- TASK REQUIREMENTS
Please return the data below line for line, without changing anything.

Stored dataset items:
+++

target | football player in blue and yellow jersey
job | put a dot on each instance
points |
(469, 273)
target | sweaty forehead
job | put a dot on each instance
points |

+++

- TASK OUTPUT
target | football player in blue and yellow jersey
job | put a dot on each instance
points |
(469, 273)
target | sweaty forehead
job | put a dot on each instance
points |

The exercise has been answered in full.